PROBLEM TO WORK ON: Although the records contain pictures, only their text should be repeated, exactly as it stands.

===== MATERIAL PROVIDED =====

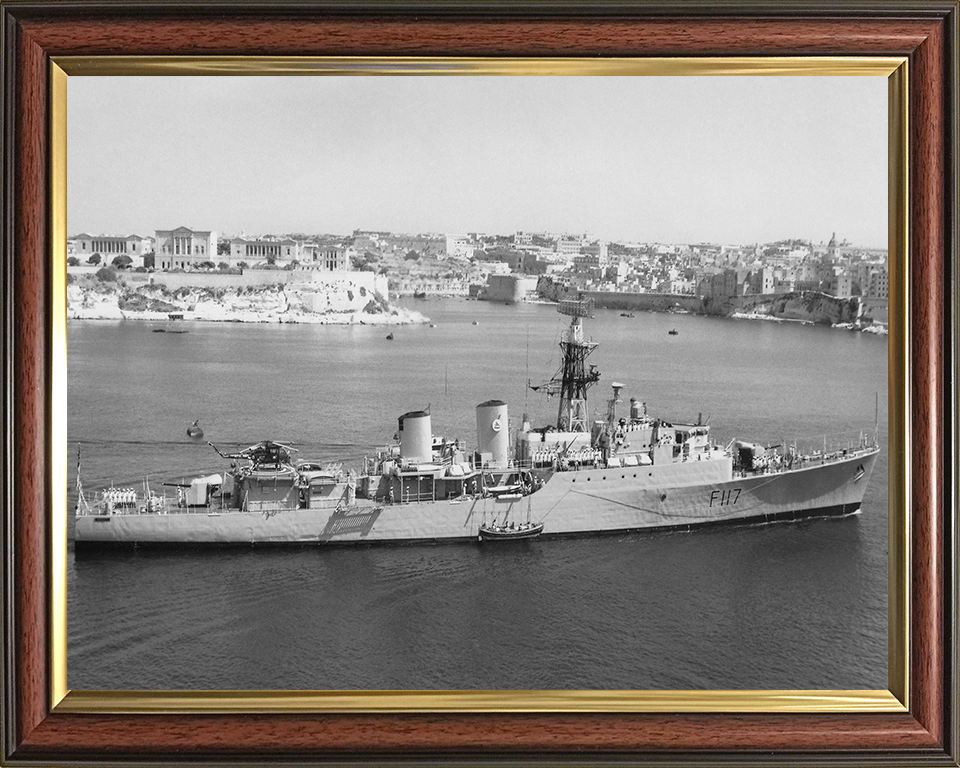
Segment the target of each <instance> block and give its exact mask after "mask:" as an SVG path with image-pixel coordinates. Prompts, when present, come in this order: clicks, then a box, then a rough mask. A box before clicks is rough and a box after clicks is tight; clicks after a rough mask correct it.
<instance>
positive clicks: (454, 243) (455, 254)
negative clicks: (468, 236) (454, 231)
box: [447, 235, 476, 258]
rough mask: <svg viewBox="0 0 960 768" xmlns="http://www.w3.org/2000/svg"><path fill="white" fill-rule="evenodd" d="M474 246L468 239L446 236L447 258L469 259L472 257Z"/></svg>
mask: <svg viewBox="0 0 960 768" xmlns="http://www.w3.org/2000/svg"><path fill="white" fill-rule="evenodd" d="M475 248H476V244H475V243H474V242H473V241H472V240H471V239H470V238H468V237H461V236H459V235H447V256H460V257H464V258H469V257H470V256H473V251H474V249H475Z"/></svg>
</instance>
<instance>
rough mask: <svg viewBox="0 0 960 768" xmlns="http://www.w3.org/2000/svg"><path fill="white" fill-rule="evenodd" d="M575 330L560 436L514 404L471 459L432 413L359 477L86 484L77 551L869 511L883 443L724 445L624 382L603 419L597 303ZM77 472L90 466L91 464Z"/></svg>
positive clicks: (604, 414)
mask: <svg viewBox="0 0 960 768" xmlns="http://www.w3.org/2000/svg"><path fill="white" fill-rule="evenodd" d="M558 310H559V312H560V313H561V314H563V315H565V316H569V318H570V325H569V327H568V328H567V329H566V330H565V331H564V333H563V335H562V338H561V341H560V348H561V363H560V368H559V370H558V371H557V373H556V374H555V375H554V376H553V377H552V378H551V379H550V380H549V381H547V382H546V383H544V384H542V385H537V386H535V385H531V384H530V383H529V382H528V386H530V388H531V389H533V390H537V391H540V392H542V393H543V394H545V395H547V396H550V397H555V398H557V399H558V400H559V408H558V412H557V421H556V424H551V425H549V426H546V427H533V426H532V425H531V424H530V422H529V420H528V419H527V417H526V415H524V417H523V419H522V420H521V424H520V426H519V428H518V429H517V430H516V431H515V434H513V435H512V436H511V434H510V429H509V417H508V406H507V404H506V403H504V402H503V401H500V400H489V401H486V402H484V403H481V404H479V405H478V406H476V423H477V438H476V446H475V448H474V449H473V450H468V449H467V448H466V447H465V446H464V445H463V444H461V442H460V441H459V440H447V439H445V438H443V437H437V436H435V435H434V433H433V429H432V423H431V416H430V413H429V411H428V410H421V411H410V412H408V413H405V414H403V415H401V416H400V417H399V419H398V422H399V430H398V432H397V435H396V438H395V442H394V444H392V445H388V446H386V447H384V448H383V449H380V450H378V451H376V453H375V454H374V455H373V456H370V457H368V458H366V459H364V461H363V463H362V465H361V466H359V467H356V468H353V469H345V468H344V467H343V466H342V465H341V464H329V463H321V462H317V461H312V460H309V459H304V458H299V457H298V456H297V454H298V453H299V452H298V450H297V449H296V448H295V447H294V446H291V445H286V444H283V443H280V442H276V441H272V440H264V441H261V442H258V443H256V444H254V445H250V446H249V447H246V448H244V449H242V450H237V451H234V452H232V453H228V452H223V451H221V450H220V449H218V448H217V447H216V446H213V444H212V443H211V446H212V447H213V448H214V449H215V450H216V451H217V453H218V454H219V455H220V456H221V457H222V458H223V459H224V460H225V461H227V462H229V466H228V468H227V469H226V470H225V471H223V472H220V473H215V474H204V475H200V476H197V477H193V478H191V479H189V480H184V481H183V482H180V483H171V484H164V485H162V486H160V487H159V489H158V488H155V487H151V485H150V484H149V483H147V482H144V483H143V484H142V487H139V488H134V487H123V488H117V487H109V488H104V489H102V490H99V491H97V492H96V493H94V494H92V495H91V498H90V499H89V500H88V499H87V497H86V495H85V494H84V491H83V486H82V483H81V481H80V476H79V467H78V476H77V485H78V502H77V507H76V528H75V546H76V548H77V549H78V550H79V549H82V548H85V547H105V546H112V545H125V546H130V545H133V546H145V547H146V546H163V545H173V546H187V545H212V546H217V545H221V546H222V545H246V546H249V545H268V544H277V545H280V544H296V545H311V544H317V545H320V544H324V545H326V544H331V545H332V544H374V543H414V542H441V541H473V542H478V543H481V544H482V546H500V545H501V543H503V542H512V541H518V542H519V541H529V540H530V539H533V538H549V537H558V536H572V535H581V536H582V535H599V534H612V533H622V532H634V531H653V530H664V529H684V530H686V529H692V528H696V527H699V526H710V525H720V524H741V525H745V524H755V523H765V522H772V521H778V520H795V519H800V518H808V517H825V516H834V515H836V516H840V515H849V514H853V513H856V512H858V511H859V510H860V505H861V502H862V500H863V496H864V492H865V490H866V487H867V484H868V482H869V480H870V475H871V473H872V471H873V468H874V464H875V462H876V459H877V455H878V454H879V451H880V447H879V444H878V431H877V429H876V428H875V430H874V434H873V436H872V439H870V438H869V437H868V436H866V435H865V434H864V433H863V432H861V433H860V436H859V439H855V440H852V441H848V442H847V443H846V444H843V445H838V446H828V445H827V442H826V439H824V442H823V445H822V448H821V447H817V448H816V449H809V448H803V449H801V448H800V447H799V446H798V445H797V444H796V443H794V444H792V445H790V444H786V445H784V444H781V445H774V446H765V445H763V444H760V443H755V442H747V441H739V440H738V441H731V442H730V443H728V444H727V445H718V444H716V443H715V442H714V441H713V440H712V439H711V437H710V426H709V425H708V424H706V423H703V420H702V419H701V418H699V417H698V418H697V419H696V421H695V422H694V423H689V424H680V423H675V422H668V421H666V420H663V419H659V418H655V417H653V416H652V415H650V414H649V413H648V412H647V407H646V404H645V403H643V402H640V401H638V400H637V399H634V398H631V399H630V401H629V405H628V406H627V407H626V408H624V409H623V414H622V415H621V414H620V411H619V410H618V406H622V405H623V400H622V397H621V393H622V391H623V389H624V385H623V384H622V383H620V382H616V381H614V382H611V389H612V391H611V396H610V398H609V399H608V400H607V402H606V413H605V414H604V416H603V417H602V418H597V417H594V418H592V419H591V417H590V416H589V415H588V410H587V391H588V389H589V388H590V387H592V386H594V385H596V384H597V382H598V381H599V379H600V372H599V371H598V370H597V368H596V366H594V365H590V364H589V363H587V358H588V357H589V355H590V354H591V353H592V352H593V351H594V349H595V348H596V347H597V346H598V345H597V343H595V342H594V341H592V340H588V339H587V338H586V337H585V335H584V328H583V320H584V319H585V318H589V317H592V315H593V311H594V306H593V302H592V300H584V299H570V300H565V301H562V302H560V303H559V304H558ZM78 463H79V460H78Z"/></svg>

=====

PROBLEM SOLUTION:
Segment the target of each <instance> block and give its exact mask after "mask:" as an SVG path with image-pixel coordinates. Prompts, when present, come in this order: clicks, then a box, then a rough mask. A box before clicks is rough and a box after clicks is tight; clicks after a rough mask correct it.
<instance>
positive clicks: (454, 243) (455, 254)
negative clicks: (468, 236) (454, 231)
box: [447, 235, 476, 258]
rough mask: <svg viewBox="0 0 960 768" xmlns="http://www.w3.org/2000/svg"><path fill="white" fill-rule="evenodd" d="M474 246L468 239L446 236L447 258L469 259L472 257Z"/></svg>
mask: <svg viewBox="0 0 960 768" xmlns="http://www.w3.org/2000/svg"><path fill="white" fill-rule="evenodd" d="M475 248H476V244H475V243H474V242H473V241H472V240H471V239H470V238H468V237H461V236H459V235H447V256H460V257H464V258H469V257H470V256H473V251H474V249H475Z"/></svg>
</instance>
<instance>
rough mask: <svg viewBox="0 0 960 768" xmlns="http://www.w3.org/2000/svg"><path fill="white" fill-rule="evenodd" d="M575 330L560 436L514 404L471 459L432 413L359 477L86 484L77 551L869 511L883 443L724 445L624 382L603 419L597 303ZM77 472L90 466L91 464Z"/></svg>
positive clicks: (604, 414)
mask: <svg viewBox="0 0 960 768" xmlns="http://www.w3.org/2000/svg"><path fill="white" fill-rule="evenodd" d="M558 310H559V312H560V313H561V314H563V315H565V316H569V318H570V325H569V327H568V328H567V329H566V330H565V331H564V333H563V335H562V338H561V341H560V348H561V363H560V368H559V370H558V371H557V373H556V374H555V375H554V376H553V377H552V378H551V379H550V380H549V381H547V382H546V383H544V384H542V385H537V386H535V385H531V384H530V383H529V382H528V386H530V388H531V389H533V390H537V391H540V392H542V393H543V394H545V395H547V396H550V397H555V398H557V399H558V400H559V408H558V412H557V421H556V424H551V425H549V426H546V427H533V426H532V425H531V424H530V422H529V420H528V419H527V417H526V415H524V417H523V419H522V420H521V424H520V426H519V428H518V429H517V430H516V431H515V434H513V435H512V436H511V434H510V429H509V417H508V406H507V404H506V403H504V402H503V401H500V400H489V401H486V402H484V403H481V404H479V405H478V406H476V423H477V438H476V446H475V448H474V449H473V450H468V449H467V448H466V447H465V446H464V445H463V444H461V442H460V441H459V440H447V439H445V438H443V437H437V436H435V435H434V433H433V429H432V423H431V416H430V413H429V411H428V410H421V411H410V412H408V413H405V414H403V415H401V416H400V417H399V419H398V422H399V430H398V432H397V435H396V438H395V442H394V444H392V445H388V446H386V447H384V448H383V449H380V450H378V451H376V453H375V454H374V455H373V456H370V457H368V458H366V459H364V461H363V463H362V465H361V466H359V467H356V468H353V469H345V468H344V467H343V466H342V465H341V464H329V463H321V462H317V461H312V460H309V459H304V458H299V457H298V456H297V454H298V453H299V452H298V450H297V449H296V448H295V447H294V446H291V445H286V444H283V443H280V442H276V441H272V440H264V441H261V442H258V443H256V444H254V445H250V446H249V447H246V448H244V449H242V450H237V451H234V452H232V453H228V452H223V451H221V450H220V449H218V448H217V447H216V446H213V444H212V443H211V446H212V447H213V448H214V449H215V450H216V451H217V453H218V454H219V455H220V456H221V457H222V458H223V459H224V460H225V461H227V462H229V466H228V468H227V469H226V470H225V471H223V472H220V473H215V474H204V475H200V476H197V477H193V478H191V479H189V480H184V481H183V482H180V483H171V484H164V485H162V486H160V487H159V489H158V488H155V487H151V485H150V484H149V483H147V482H144V483H143V484H142V487H139V488H134V487H123V488H117V487H109V488H104V489H102V490H99V491H97V492H96V493H94V494H92V495H91V498H90V499H89V500H88V499H87V497H86V495H85V494H84V491H83V486H82V483H81V481H80V476H79V467H78V476H77V485H78V502H77V507H76V528H75V546H76V548H77V549H78V550H79V549H82V548H85V547H105V546H112V545H125V546H130V545H133V546H145V547H146V546H163V545H173V546H187V545H212V546H217V545H221V546H222V545H246V546H249V545H268V544H277V545H280V544H296V545H311V544H317V545H320V544H324V545H326V544H331V545H332V544H374V543H414V542H441V541H473V542H478V543H481V544H482V546H500V545H501V543H503V542H512V541H518V542H519V541H529V540H530V539H533V538H549V537H558V536H572V535H581V536H582V535H599V534H612V533H622V532H634V531H653V530H664V529H684V530H686V529H692V528H696V527H699V526H710V525H720V524H741V525H745V524H755V523H765V522H772V521H778V520H795V519H800V518H808V517H825V516H834V515H836V516H840V515H849V514H853V513H856V512H858V511H859V510H860V505H861V502H862V500H863V496H864V492H865V490H866V487H867V484H868V482H869V480H870V475H871V473H872V471H873V468H874V464H875V462H876V459H877V455H878V454H879V451H880V447H879V444H878V431H877V429H876V428H875V430H874V434H873V436H872V439H870V438H869V437H868V436H866V435H865V434H864V433H863V432H861V433H860V436H859V439H855V440H852V441H848V442H847V443H846V444H843V445H838V446H828V445H827V442H826V439H824V442H823V445H822V448H821V447H817V448H816V449H809V448H803V449H801V448H800V447H799V446H798V445H797V444H796V443H794V444H792V445H790V444H786V445H784V444H781V445H774V446H765V445H763V444H760V443H755V442H747V441H739V440H738V441H731V442H730V443H728V444H727V445H718V444H716V443H715V442H714V441H713V440H712V439H711V437H710V426H709V425H708V424H706V423H703V420H702V419H701V418H699V417H698V418H697V419H696V421H695V422H694V423H689V424H680V423H675V422H668V421H666V420H663V419H659V418H655V417H653V416H652V415H650V414H649V413H648V412H647V407H646V404H645V403H643V402H640V401H638V400H637V399H634V398H631V399H630V401H629V405H628V406H627V407H626V408H624V409H623V414H622V415H621V414H620V411H619V410H618V406H622V405H623V400H622V397H621V393H622V391H623V389H624V385H623V384H622V383H620V382H616V381H614V382H611V389H612V391H611V396H610V398H609V399H608V400H607V402H606V413H605V414H604V416H603V417H602V418H597V417H594V418H592V419H591V417H590V416H589V415H588V410H587V391H588V389H589V388H590V387H592V386H594V385H596V384H597V382H598V381H599V379H600V372H599V371H598V370H597V368H596V366H594V365H590V364H589V363H587V358H588V357H589V355H590V354H591V353H592V352H593V351H594V349H595V348H596V347H597V346H598V345H597V343H595V342H594V341H592V340H588V339H587V338H586V337H585V335H584V328H583V320H584V319H585V318H589V317H592V315H593V311H594V306H593V302H592V300H584V299H570V300H565V301H562V302H560V303H559V304H558ZM78 463H79V460H78Z"/></svg>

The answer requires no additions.